◆ **Prompt**:
The data must be returned in full, with no character altered.

◆ **Exercise materials**:
((

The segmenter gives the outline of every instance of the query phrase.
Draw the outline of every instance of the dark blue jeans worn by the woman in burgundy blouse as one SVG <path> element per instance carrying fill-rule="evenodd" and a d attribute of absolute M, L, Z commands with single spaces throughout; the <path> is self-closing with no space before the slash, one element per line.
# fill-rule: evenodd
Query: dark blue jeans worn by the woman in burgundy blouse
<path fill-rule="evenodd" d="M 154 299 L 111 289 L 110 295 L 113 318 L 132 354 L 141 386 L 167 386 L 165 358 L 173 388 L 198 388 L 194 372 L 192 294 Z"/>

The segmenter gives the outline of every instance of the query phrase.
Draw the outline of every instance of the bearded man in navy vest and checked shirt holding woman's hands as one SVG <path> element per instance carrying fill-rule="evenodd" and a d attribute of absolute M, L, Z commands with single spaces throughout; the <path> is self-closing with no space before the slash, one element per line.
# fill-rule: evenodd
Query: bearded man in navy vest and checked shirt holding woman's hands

))

◆ **Answer section**:
The segmenter gives the outline of every instance of the query phrase.
Draw the outline of every instance of the dark blue jeans worn by the woman in burgundy blouse as one SVG <path> element per instance carrying fill-rule="evenodd" and a d attribute of absolute M, L, Z commands with single spaces throughout; the <path> is self-closing with no space before the slash, one element per line.
# fill-rule: evenodd
Query: dark blue jeans worn by the woman in burgundy blouse
<path fill-rule="evenodd" d="M 154 299 L 111 289 L 110 295 L 113 318 L 132 354 L 141 386 L 167 386 L 165 358 L 173 388 L 198 388 L 194 372 L 192 294 Z"/>

The segmenter gives the outline of every instance of the query phrase.
Draw the outline of every instance of the bearded man in navy vest and checked shirt holding woman's hands as one SVG <path> element per instance carrying fill-rule="evenodd" and a d attribute of absolute M, L, Z commands with single spaces throughout; the <path> is self-closing with no space before the slash, one element per line.
# fill-rule: evenodd
Query: bearded man in navy vest and checked shirt holding woman's hands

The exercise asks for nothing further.